→ **SELECTED EXTRACT**
====

PS - we saw wild sea horses in the water here! NOT KIDDING!!!
03/07/2012, Espiritu Santos
We're anchored again in a beautiful cove on the SW corner of Isla Espiritu Santos. Lola is wearing her magic starfish necklace (see her blog entry), rising dough for bread and baking lamb potroast. Sage is drawing. Jared is howling at the full moon that is rising above the island. We're 98% stowed and a Northwest wind is starting that by morning should fill to 20+ knots to whisk us down the 100+ miles of sea into the open ocean by tomorrow's moonrise.
We'll be at sea for 2-4 weeks. Wish us tailwinds, flat seas, dry bilges and lots of fish!
Many folks, upon learning of our journey would ask things like, "How will go to the bathroom, how will stay clean, how will you COOK and EAT?"
The first two are obvious, but the third...
Lorca and I love good food. Even when we'd take Kayaks down to Baja - we ate very, very well. Fish curries, fish tacos, steamed clams, etc. Then we moved on to boats...Each of our boats have been very different - two fairly rustic and two fairly luxurious. What has always been constant has been our love of good food. Pandion is very luxurious and I have to say, we've been eating very, very well. I make fresh sourdough bread when we need it. And while I don't have all my kitchen tools that I use at home, we're still eating very well. Lack of resources breeds creativity!
Here are a few of the dishes that I've cooked aboard the last many weeks aboard. (and their recipes)
Quinoa with Corn, Feta and Carmelized Onions
***3 cups cooked Quinoa
I can corn
2 yellow onions cut in half and sliced VERY THIN
2TBSP butter (or any grease of your choice)
A really good Feta (bulgarian) or chevre
Soak quinoa for a few hours rinsing a few times. Cook in an excess of boiling water. When a good texture, drain. While the Quinoa is cooking caramelize the onions in the butter until the are very well caramelized. (dark brown at the edges) When Quinoa is done, drain, add can of corn and mix. Serve into bowls, crumble desired feta on top and then top with super caramelized onions. Really, really good and really simple!

====

(Records from a collection)
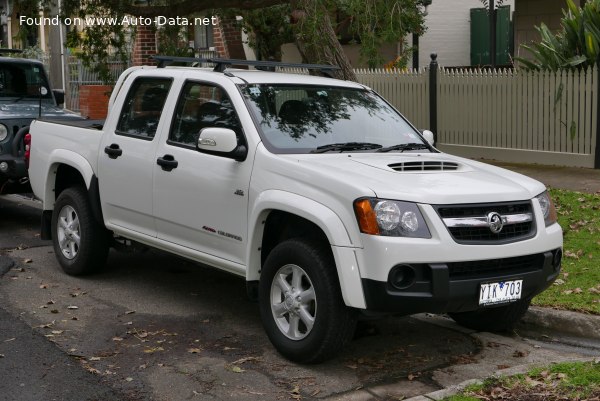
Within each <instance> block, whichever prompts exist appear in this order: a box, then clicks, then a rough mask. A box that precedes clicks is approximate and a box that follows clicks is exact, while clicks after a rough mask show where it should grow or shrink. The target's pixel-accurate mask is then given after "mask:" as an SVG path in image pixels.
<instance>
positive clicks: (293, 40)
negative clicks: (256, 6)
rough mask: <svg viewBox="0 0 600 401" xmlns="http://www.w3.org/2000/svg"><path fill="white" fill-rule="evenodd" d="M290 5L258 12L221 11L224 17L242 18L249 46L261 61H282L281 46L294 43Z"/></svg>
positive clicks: (241, 10) (221, 13)
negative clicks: (290, 23)
mask: <svg viewBox="0 0 600 401" xmlns="http://www.w3.org/2000/svg"><path fill="white" fill-rule="evenodd" d="M291 13H292V9H291V7H290V4H289V3H286V4H281V5H276V6H271V7H266V8H262V9H258V10H235V9H229V10H221V11H220V14H221V15H222V16H224V17H229V18H231V17H235V16H237V15H240V16H242V18H243V19H242V20H240V21H239V23H240V28H241V29H243V30H244V31H245V32H246V34H248V45H249V46H250V47H251V48H252V49H254V52H255V53H256V57H257V58H258V59H259V60H277V61H280V60H281V46H282V45H283V44H285V43H290V42H293V41H294V35H293V32H292V26H291V24H290V15H291Z"/></svg>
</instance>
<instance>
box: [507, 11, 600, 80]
mask: <svg viewBox="0 0 600 401" xmlns="http://www.w3.org/2000/svg"><path fill="white" fill-rule="evenodd" d="M566 2H567V9H566V10H563V18H562V19H561V30H560V31H559V32H558V33H556V34H554V33H553V32H552V31H551V30H550V29H549V28H548V27H547V26H546V24H544V23H542V24H540V26H536V29H537V31H538V32H539V33H540V36H541V41H540V42H539V43H533V44H531V46H527V45H522V46H523V48H524V49H526V50H528V51H529V52H530V54H531V55H532V56H533V60H527V59H523V58H518V59H517V60H518V61H520V62H521V63H522V64H523V66H525V68H527V69H533V70H552V71H556V70H558V69H561V68H587V67H589V66H593V65H594V64H595V63H597V62H600V0H589V1H588V2H587V3H585V5H584V6H583V8H580V7H577V6H576V5H575V3H574V2H573V0H566Z"/></svg>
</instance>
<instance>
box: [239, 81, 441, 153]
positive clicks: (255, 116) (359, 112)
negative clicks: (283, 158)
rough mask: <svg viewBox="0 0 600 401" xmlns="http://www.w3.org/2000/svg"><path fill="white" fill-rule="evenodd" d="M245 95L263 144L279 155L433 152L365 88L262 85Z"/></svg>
mask: <svg viewBox="0 0 600 401" xmlns="http://www.w3.org/2000/svg"><path fill="white" fill-rule="evenodd" d="M242 94H243V95H244V97H245V98H246V100H247V103H248V104H249V105H250V109H251V112H252V113H253V114H254V117H255V118H256V120H257V122H258V124H259V128H260V130H261V131H262V136H263V141H264V142H265V145H266V146H267V148H268V149H269V150H271V151H273V152H276V153H309V152H311V153H324V152H327V151H334V152H343V151H367V152H375V151H378V150H380V151H390V150H396V151H416V150H418V151H421V152H423V151H426V152H429V151H431V148H430V147H429V146H428V145H427V144H426V143H425V141H424V140H423V139H422V138H421V136H420V135H419V134H418V133H417V132H416V131H415V129H414V128H413V127H412V126H411V125H410V124H408V123H407V122H406V121H405V120H404V119H403V118H402V116H400V115H399V114H398V113H397V112H396V111H395V110H394V109H393V108H391V107H390V106H389V105H388V104H387V103H386V102H385V101H383V99H381V98H380V97H379V96H377V95H376V94H375V93H373V92H370V91H367V90H363V89H352V88H340V87H322V86H306V85H266V84H263V85H247V86H245V87H242ZM407 144H411V145H410V146H402V145H407Z"/></svg>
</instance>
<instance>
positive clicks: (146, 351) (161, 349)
mask: <svg viewBox="0 0 600 401" xmlns="http://www.w3.org/2000/svg"><path fill="white" fill-rule="evenodd" d="M164 350H165V349H164V348H163V347H152V348H146V349H145V350H144V353H145V354H153V353H155V352H158V351H164Z"/></svg>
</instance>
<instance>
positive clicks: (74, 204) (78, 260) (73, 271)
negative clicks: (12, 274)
mask: <svg viewBox="0 0 600 401" xmlns="http://www.w3.org/2000/svg"><path fill="white" fill-rule="evenodd" d="M52 242H53V245H54V253H55V254H56V259H57V260H58V263H59V264H60V266H61V267H62V269H63V271H64V272H65V273H67V274H69V275H73V276H79V275H85V274H91V273H94V272H96V271H98V270H99V269H100V268H102V267H103V266H104V264H105V263H106V258H107V256H108V236H107V231H106V229H105V228H104V227H103V226H102V225H101V224H100V223H98V222H97V221H96V219H94V216H93V214H92V210H91V207H90V204H89V200H88V196H87V193H86V191H85V189H84V188H82V187H73V188H68V189H65V190H64V191H62V192H61V193H60V195H59V196H58V199H57V200H56V203H55V204H54V210H53V211H52Z"/></svg>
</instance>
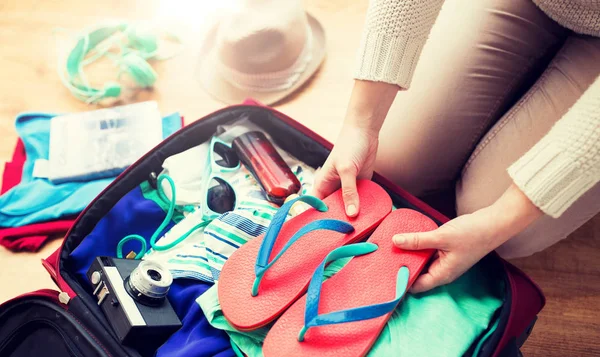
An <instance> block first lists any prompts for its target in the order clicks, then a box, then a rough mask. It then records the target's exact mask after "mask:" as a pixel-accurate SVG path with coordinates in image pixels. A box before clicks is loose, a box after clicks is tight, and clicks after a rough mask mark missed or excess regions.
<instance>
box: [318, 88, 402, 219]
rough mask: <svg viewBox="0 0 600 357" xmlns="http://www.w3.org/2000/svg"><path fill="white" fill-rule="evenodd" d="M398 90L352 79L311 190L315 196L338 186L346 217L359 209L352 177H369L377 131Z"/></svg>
mask: <svg viewBox="0 0 600 357" xmlns="http://www.w3.org/2000/svg"><path fill="white" fill-rule="evenodd" d="M398 89H399V88H398V87H397V86H396V85H393V84H387V83H382V82H370V81H360V80H359V81H356V82H355V84H354V88H353V90H352V95H351V97H350V104H349V105H348V110H347V112H346V119H345V120H344V126H343V127H342V130H341V132H340V135H339V137H338V139H337V141H336V144H335V147H334V148H333V150H332V151H331V154H330V155H329V157H328V158H327V161H325V164H324V165H323V167H321V169H320V170H319V171H318V173H317V175H316V177H315V185H314V189H313V191H314V192H313V193H314V195H315V196H317V197H319V198H324V197H326V196H329V195H330V194H331V193H333V192H334V191H336V190H337V189H338V188H340V186H341V187H342V192H343V198H344V205H345V207H346V214H347V215H348V216H350V217H354V216H356V215H357V214H358V211H359V204H360V203H359V200H358V193H357V190H356V179H357V178H359V179H363V178H364V179H370V178H371V176H372V175H373V165H374V164H375V156H376V155H377V145H378V143H379V140H378V137H379V130H380V129H381V126H382V125H383V121H384V119H385V117H386V115H387V112H388V110H389V109H390V106H391V105H392V102H393V101H394V98H395V97H396V93H397V92H398Z"/></svg>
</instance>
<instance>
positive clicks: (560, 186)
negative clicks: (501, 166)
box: [508, 77, 600, 218]
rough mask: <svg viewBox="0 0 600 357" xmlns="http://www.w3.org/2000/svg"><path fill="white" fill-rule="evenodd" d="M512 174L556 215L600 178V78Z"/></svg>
mask: <svg viewBox="0 0 600 357" xmlns="http://www.w3.org/2000/svg"><path fill="white" fill-rule="evenodd" d="M508 173H509V175H510V176H511V177H512V179H513V181H514V182H515V184H516V185H517V186H518V187H519V188H520V189H521V190H522V191H523V193H525V195H527V197H529V199H530V200H531V201H532V202H533V203H534V204H535V205H536V206H537V207H539V208H540V209H541V210H542V211H543V212H544V213H546V214H547V215H549V216H551V217H554V218H557V217H559V216H560V215H561V214H562V213H563V212H564V211H566V210H567V209H568V208H569V206H570V205H571V204H572V203H573V202H575V201H576V200H577V199H578V198H579V197H581V195H583V194H584V193H585V192H586V191H587V190H588V189H590V188H591V187H593V186H594V185H595V184H597V183H598V182H599V181H600V77H598V78H596V80H595V82H594V83H593V84H592V85H591V86H590V87H589V88H588V89H587V90H586V91H585V93H584V94H583V95H582V96H581V98H579V100H578V101H577V102H576V103H575V104H574V105H573V107H571V109H570V110H569V111H568V112H567V113H566V114H565V115H564V116H563V117H562V118H561V119H560V120H559V121H558V122H557V123H556V124H555V125H554V126H553V127H552V129H551V130H550V131H549V132H548V134H546V136H544V137H543V138H542V140H540V141H539V142H538V143H537V144H536V145H535V146H534V147H533V148H531V149H530V150H529V151H528V152H527V153H525V155H523V157H521V158H520V159H519V160H517V161H516V162H515V163H513V164H512V165H511V166H510V167H509V168H508ZM598 199H600V197H599V198H598Z"/></svg>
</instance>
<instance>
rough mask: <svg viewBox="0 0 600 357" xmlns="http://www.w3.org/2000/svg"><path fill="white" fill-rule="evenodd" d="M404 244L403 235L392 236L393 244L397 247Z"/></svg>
mask: <svg viewBox="0 0 600 357" xmlns="http://www.w3.org/2000/svg"><path fill="white" fill-rule="evenodd" d="M404 242H406V238H404V236H403V235H395V236H394V243H396V244H397V245H402V244H404Z"/></svg>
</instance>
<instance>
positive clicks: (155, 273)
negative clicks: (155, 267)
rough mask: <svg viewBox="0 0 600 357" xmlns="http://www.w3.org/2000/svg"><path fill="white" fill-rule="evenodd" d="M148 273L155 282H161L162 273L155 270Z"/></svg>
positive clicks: (150, 276)
mask: <svg viewBox="0 0 600 357" xmlns="http://www.w3.org/2000/svg"><path fill="white" fill-rule="evenodd" d="M146 273H147V274H148V276H149V277H150V279H152V280H154V281H160V279H161V278H162V275H160V273H159V272H157V271H156V270H154V269H150V270H148V271H147V272H146Z"/></svg>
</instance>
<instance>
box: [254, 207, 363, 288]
mask: <svg viewBox="0 0 600 357" xmlns="http://www.w3.org/2000/svg"><path fill="white" fill-rule="evenodd" d="M298 201H300V202H304V203H307V204H309V205H311V206H312V207H313V208H315V209H317V210H318V211H320V212H325V211H327V206H326V205H325V203H324V202H323V201H321V200H320V199H318V198H316V197H314V196H302V197H298V198H296V199H293V200H291V201H289V202H287V203H285V204H284V205H283V206H281V208H280V209H279V210H278V211H277V213H276V214H275V216H274V217H273V220H272V221H271V224H270V225H269V228H267V232H266V233H265V237H264V239H263V241H262V243H261V245H260V248H259V250H258V255H257V257H256V264H255V265H254V273H255V275H256V278H255V279H254V284H253V286H252V296H256V295H258V287H259V286H260V282H261V280H262V278H263V276H264V274H265V272H266V271H267V270H268V269H269V268H270V267H271V266H272V265H273V264H274V263H275V262H276V261H277V260H278V259H279V258H280V257H281V256H282V255H283V253H285V251H286V250H288V248H289V247H290V246H291V245H292V244H294V242H296V241H297V240H298V239H300V237H302V236H303V235H305V234H307V233H310V232H312V231H315V230H321V229H324V230H330V231H335V232H340V233H350V232H352V231H353V230H354V227H352V225H351V224H349V223H347V222H344V221H340V220H335V219H323V220H318V221H314V222H311V223H309V224H307V225H305V226H304V227H302V228H301V229H300V230H299V231H298V232H296V233H295V234H294V235H293V236H292V238H290V240H289V241H288V242H287V243H286V245H285V246H284V247H283V248H282V249H281V251H280V252H279V253H278V254H277V255H276V256H275V257H274V258H273V259H272V260H271V261H269V257H270V256H271V252H272V251H273V246H274V245H275V241H276V240H277V237H278V236H279V232H280V231H281V227H282V226H283V224H284V223H285V219H286V217H287V214H288V212H289V210H290V209H291V207H292V205H293V204H294V203H296V202H298Z"/></svg>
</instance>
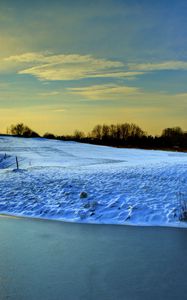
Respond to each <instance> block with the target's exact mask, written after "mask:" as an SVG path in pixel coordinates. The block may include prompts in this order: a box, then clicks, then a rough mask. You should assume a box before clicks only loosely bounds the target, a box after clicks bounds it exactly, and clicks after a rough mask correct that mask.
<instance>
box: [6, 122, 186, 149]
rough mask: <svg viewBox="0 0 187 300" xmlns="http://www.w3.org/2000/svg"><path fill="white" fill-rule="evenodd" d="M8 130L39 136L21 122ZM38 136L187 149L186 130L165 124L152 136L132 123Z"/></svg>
mask: <svg viewBox="0 0 187 300" xmlns="http://www.w3.org/2000/svg"><path fill="white" fill-rule="evenodd" d="M8 134H11V135H14V136H19V137H28V138H29V137H40V135H39V134H38V133H37V132H35V131H33V130H32V129H30V128H29V127H28V126H26V125H24V124H23V123H18V124H16V125H11V126H10V128H9V129H8ZM42 137H43V138H48V139H59V140H66V141H69V140H73V141H78V142H85V143H92V144H98V145H108V146H114V147H137V148H147V149H175V150H187V132H186V131H183V130H182V129H181V128H180V127H172V128H165V129H163V130H162V133H161V135H159V136H152V135H149V134H147V133H146V132H145V131H144V130H142V129H141V128H140V127H139V126H138V125H136V124H134V123H122V124H111V125H106V124H103V125H100V124H98V125H96V126H95V127H94V128H93V129H92V130H91V132H89V133H88V134H85V133H84V132H83V131H80V130H75V132H74V133H73V134H72V135H61V136H57V135H54V134H53V133H49V132H47V133H45V134H44V135H43V136H42Z"/></svg>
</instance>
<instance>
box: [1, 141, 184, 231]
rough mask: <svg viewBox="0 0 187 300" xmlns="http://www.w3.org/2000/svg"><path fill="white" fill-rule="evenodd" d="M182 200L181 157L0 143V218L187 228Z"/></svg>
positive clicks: (67, 142) (71, 143)
mask: <svg viewBox="0 0 187 300" xmlns="http://www.w3.org/2000/svg"><path fill="white" fill-rule="evenodd" d="M16 156H17V157H18V162H19V170H18V171H17V170H16V163H15V161H16V159H15V158H16ZM181 195H182V196H181ZM186 196H187V153H178V152H166V151H154V150H138V149H116V148H111V147H104V146H95V145H88V144H80V143H75V142H63V141H55V140H47V139H40V138H36V139H24V138H16V137H6V136H5V137H3V136H2V137H0V213H1V214H11V215H24V216H30V217H40V218H50V219H58V220H65V221H74V222H87V223H106V224H134V225H135V224H136V225H167V226H185V227H187V223H185V222H181V221H179V215H180V203H179V198H180V197H183V198H184V199H185V197H186Z"/></svg>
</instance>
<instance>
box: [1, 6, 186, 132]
mask: <svg viewBox="0 0 187 300" xmlns="http://www.w3.org/2000/svg"><path fill="white" fill-rule="evenodd" d="M186 15H187V1H186V0H162V1H161V0H157V1H155V0H154V1H153V0H123V1H122V0H103V1H102V0H100V1H97V0H95V1H89V0H87V1H81V0H69V1H67V0H66V1H65V0H61V1H60V0H59V1H58V0H53V1H51V0H50V1H49V0H45V1H44V0H38V1H35V0H33V1H21V0H14V1H13V0H12V1H11V0H6V1H4V0H0V132H6V129H7V127H8V126H10V125H11V124H15V123H17V122H23V123H25V124H26V125H28V126H29V127H31V128H32V129H33V130H35V131H37V132H39V133H40V134H43V133H45V132H53V133H55V134H70V133H72V132H73V131H74V130H75V129H79V130H83V131H85V132H88V131H90V130H91V129H92V128H93V127H94V126H95V125H96V124H103V123H106V124H111V123H113V124H116V123H125V122H130V123H131V122H132V123H136V124H137V125H139V126H140V127H141V128H142V129H143V130H145V131H146V132H148V133H151V134H160V133H161V131H162V129H163V128H166V127H174V126H180V127H182V128H183V130H187V118H186V114H187V18H186Z"/></svg>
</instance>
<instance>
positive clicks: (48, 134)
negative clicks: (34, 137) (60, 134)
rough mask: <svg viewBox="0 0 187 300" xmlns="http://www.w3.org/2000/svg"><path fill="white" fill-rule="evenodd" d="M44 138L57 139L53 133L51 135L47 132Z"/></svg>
mask: <svg viewBox="0 0 187 300" xmlns="http://www.w3.org/2000/svg"><path fill="white" fill-rule="evenodd" d="M43 137H44V138H45V139H55V138H56V136H55V135H54V134H53V133H49V132H46V133H45V134H44V135H43Z"/></svg>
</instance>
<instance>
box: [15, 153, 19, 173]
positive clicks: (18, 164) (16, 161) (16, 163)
mask: <svg viewBox="0 0 187 300" xmlns="http://www.w3.org/2000/svg"><path fill="white" fill-rule="evenodd" d="M16 167H17V170H19V163H18V158H17V156H16Z"/></svg>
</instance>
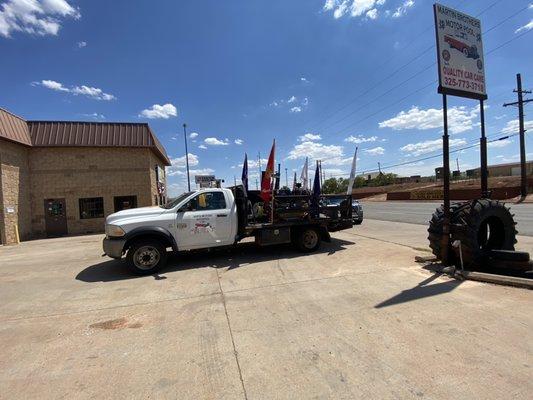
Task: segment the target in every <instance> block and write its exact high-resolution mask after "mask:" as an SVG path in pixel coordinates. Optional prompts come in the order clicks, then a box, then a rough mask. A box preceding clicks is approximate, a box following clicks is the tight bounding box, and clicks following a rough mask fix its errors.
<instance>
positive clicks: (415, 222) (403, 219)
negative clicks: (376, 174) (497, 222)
mask: <svg viewBox="0 0 533 400" xmlns="http://www.w3.org/2000/svg"><path fill="white" fill-rule="evenodd" d="M362 202H363V210H364V213H365V218H369V219H377V220H381V221H395V222H407V223H411V224H420V225H427V223H428V221H429V219H430V218H431V214H432V213H433V212H434V211H435V209H436V208H437V207H438V206H439V203H436V202H434V203H422V202H398V201H388V202H385V201H384V202H365V201H364V199H363V201H362ZM511 210H512V212H513V213H514V214H515V220H516V221H517V222H518V225H517V229H518V234H519V235H526V236H533V204H512V205H511Z"/></svg>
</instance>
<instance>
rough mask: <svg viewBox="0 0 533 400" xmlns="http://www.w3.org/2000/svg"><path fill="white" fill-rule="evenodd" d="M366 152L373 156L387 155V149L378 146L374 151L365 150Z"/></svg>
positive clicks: (372, 148)
mask: <svg viewBox="0 0 533 400" xmlns="http://www.w3.org/2000/svg"><path fill="white" fill-rule="evenodd" d="M364 152H365V153H367V154H370V155H371V156H380V155H383V154H385V149H384V148H383V147H381V146H378V147H374V148H372V149H365V150H364Z"/></svg>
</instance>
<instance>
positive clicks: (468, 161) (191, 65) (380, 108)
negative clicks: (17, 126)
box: [0, 0, 533, 194]
mask: <svg viewBox="0 0 533 400" xmlns="http://www.w3.org/2000/svg"><path fill="white" fill-rule="evenodd" d="M530 3H531V1H522V0H512V1H510V0H500V1H494V0H477V1H470V0H469V1H466V0H451V1H442V4H445V5H448V6H451V7H455V8H457V9H459V10H460V11H463V12H465V13H468V14H471V15H479V18H480V19H481V22H482V28H483V31H489V32H488V33H486V34H485V35H484V49H485V65H486V79H487V82H486V83H487V93H488V96H489V99H488V101H487V106H488V108H487V109H486V113H485V114H486V122H487V136H488V137H489V139H490V138H499V137H501V136H503V135H504V134H505V133H506V132H509V133H510V134H514V133H516V126H517V122H516V118H517V110H516V109H515V108H505V109H504V108H503V107H502V104H503V103H504V102H506V101H514V100H516V97H515V95H514V94H513V93H512V89H513V88H514V87H515V74H516V73H517V72H521V73H522V79H523V82H524V86H525V88H526V89H528V88H532V87H533V67H532V66H533V53H532V52H531V43H532V38H533V35H532V34H530V31H531V30H533V6H532V5H531V4H530ZM434 43H435V35H434V30H433V11H432V2H431V1H424V0H414V1H413V0H385V1H384V0H346V1H342V0H338V1H335V0H327V1H326V0H290V1H289V0H269V1H259V0H241V1H237V0H228V1H221V0H204V1H194V0H190V1H176V0H173V1H171V0H167V1H163V0H160V1H132V0H113V1H108V0H107V1H104V0H90V1H89V0H85V1H84V0H43V1H37V0H0V54H1V55H2V58H1V60H2V61H1V63H0V70H1V72H2V73H1V74H0V87H1V88H2V90H1V92H0V106H1V107H4V108H7V109H9V110H11V111H13V112H14V113H16V114H19V115H21V116H23V117H25V118H27V119H66V120H98V121H131V122H135V121H142V122H148V123H150V125H151V127H152V128H153V130H154V131H155V132H156V134H157V135H158V137H159V138H160V139H161V141H162V142H163V144H164V146H165V147H166V149H167V152H168V153H169V156H170V157H171V158H172V159H173V166H172V167H171V168H169V170H168V184H169V190H170V193H171V194H176V193H178V192H180V191H181V190H183V188H184V187H185V186H184V185H185V175H184V160H185V159H184V156H183V155H184V144H183V131H182V127H181V126H182V124H183V123H184V122H186V123H187V124H188V130H189V134H192V137H190V138H189V150H190V153H191V155H190V162H191V169H192V170H193V174H194V173H214V174H216V175H217V176H218V177H221V178H224V179H226V182H228V183H232V182H233V176H234V175H235V176H237V179H238V178H239V176H240V174H241V167H240V165H241V164H242V159H243V157H244V152H247V153H248V156H249V159H250V160H255V159H257V154H258V152H260V153H261V156H262V158H266V156H267V154H268V152H269V150H270V146H271V143H272V140H273V139H274V138H275V139H276V143H277V152H276V158H277V160H276V161H277V162H281V164H282V170H283V182H284V181H285V174H284V169H285V168H287V169H288V173H289V182H291V178H290V176H291V175H292V173H293V171H294V170H298V175H299V170H300V169H301V167H302V164H303V161H304V158H305V157H306V156H309V157H310V158H311V159H312V160H314V159H322V160H323V168H324V170H325V172H326V176H327V177H329V176H340V175H341V174H346V173H347V172H348V170H349V167H350V162H351V157H352V155H353V151H354V149H355V146H359V160H358V166H357V170H358V171H364V170H371V169H375V168H376V167H377V163H378V162H381V165H383V166H387V165H391V164H395V163H400V162H408V161H411V160H413V161H417V160H419V159H420V158H424V157H427V156H432V155H435V154H438V153H439V151H440V148H441V147H440V137H441V127H440V125H441V121H442V114H441V112H440V108H441V101H442V100H441V97H440V96H439V95H438V94H437V92H436V89H437V85H436V83H432V82H433V81H434V80H436V78H437V67H436V66H435V65H433V66H432V63H434V62H435V59H436V55H435V49H434V48H431V46H432V45H434ZM502 45H503V46H502ZM499 46H502V47H500V48H498V47H499ZM493 49H496V50H493ZM449 106H450V111H449V112H450V116H449V118H450V130H451V134H452V136H451V141H452V149H453V146H456V148H461V147H465V146H468V145H470V144H472V143H474V142H475V141H476V139H477V138H478V137H479V104H478V102H477V101H474V100H465V99H460V98H452V97H450V98H449ZM530 107H531V106H529V105H527V106H526V120H527V121H528V126H530V129H531V130H533V118H531V117H530V118H529V120H528V118H527V114H528V111H529V110H528V108H530ZM502 132H503V133H502ZM518 152H519V148H518V140H517V137H516V136H513V137H511V138H510V139H508V140H502V141H498V142H494V143H493V144H491V145H490V147H489V162H490V163H502V162H509V161H514V160H517V159H518V158H517V155H518ZM532 152H533V145H531V144H529V146H528V153H529V154H530V155H529V157H531V156H533V154H532ZM456 157H458V158H459V162H460V167H461V169H463V170H464V169H467V168H473V167H477V166H478V165H479V150H478V148H475V147H474V148H472V149H469V150H464V151H461V152H459V153H456V154H454V155H452V160H453V162H454V163H455V158H456ZM440 163H441V159H440V158H433V159H429V160H424V161H418V162H415V163H414V164H411V165H404V166H401V167H396V168H392V169H386V170H385V171H387V172H395V173H398V174H401V175H412V174H431V172H432V171H433V169H434V168H435V167H436V166H439V165H440ZM250 170H251V172H254V173H256V172H257V167H256V166H255V165H254V163H251V164H250ZM250 186H251V187H254V186H255V176H254V175H252V176H251V182H250Z"/></svg>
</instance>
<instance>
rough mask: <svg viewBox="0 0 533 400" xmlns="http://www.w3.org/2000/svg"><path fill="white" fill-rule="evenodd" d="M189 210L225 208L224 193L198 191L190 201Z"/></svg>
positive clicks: (198, 210) (208, 210)
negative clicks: (194, 196) (197, 193)
mask: <svg viewBox="0 0 533 400" xmlns="http://www.w3.org/2000/svg"><path fill="white" fill-rule="evenodd" d="M189 203H190V205H191V211H209V210H223V209H225V208H226V199H225V198H224V193H221V192H207V193H200V194H199V195H198V196H196V197H195V198H194V199H192V200H191V201H190V202H189Z"/></svg>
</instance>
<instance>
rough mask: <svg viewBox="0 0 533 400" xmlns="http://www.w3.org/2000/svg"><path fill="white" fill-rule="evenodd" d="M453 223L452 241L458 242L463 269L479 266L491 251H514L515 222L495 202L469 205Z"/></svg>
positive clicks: (515, 241) (473, 201)
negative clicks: (493, 250) (484, 258)
mask: <svg viewBox="0 0 533 400" xmlns="http://www.w3.org/2000/svg"><path fill="white" fill-rule="evenodd" d="M453 222H454V226H453V229H452V240H460V241H461V247H462V253H463V263H464V265H465V266H468V265H476V264H478V265H479V264H481V262H482V261H483V257H486V256H487V255H488V254H489V252H490V250H514V245H515V243H516V234H517V231H516V229H515V225H516V222H515V221H514V219H513V214H511V212H510V211H509V208H507V207H505V205H504V204H503V203H501V202H499V201H498V200H490V199H480V200H472V201H469V202H467V203H465V206H463V207H460V208H459V209H457V210H456V211H455V212H454V216H453ZM454 250H455V252H456V255H457V256H458V255H459V249H458V248H456V249H454Z"/></svg>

====

→ **TASK INSTRUCTIONS**
A) Reproduce the passage of the sailing journal entry between "PS - we saw" and "by tomorrow's moonrise.", inclusive.
B) Supply the next part of the sailing journal entry, picking up after its final sentence.

→ **ANSWERS BY TASK**
A)
PS - we saw wild sea horses in the water here! NOT KIDDING!!!
03/07/2012, Espiritu Santos
We're anchored again in a beautiful cove on the SW corner of Isla Espiritu Santos. Lola is wearing her magic starfish necklace (see her blog entry), rising dough for bread and baking lamb potroast. Sage is drawing. Jared is howling at the full moon that is rising above the island. We're 98% stowed and a Northwest wind is starting that by morning should fill to 20+ knots to whisk us down the 100+ miles of sea into the open ocean by tomorrow's moonrise.

B)
*** on cooking quinoa - An Aussie friend of mine showed me how to cook Quinoa this way and I'll never cook it like rice again. It's so much sweeter and the texture is delightful. No moosh to it at all.
Dried Shitaki Mushrooms
half pound shrimp
one pound ground turkey, pork or beef
half pound sea scallops, optional
handful of dried shrimp, optional
inch or two of fresh ginger - whack with the butt of knife to smash a bit
better than bouillon, beef, chicken or mushroom - heaping tablespoon
char siu, if available
sai fun (bean thread noodles)
frozen green peas
baby corn, optional
tablesppon oyster sauce
1/4 - 1/2 cup soy sauce
tablespoon dark sesame oil
green onion for garnish, if available
cilantro to sprinkle on top if available
bean sprouts to add at end if available
Fill large soup pot with 2-3 quarts water
add first 9 ingredients to pot and bring to a boil stirring to break up turkey into small bits (can add frozen turkey too)
boil for a half hour or more.
while coiling soak sai fun in boiling water until soft but not mushy - it will soften considerably more when added to soup
add frozen peas and bring back to a boil
add baby corn if you, like
just before serving add oyster sauce, soy sauce and sesame oil to taste
add softened noodles to bowls
pour hot soup per top
sprinkle with green onions, cilantro and bean sprout if available.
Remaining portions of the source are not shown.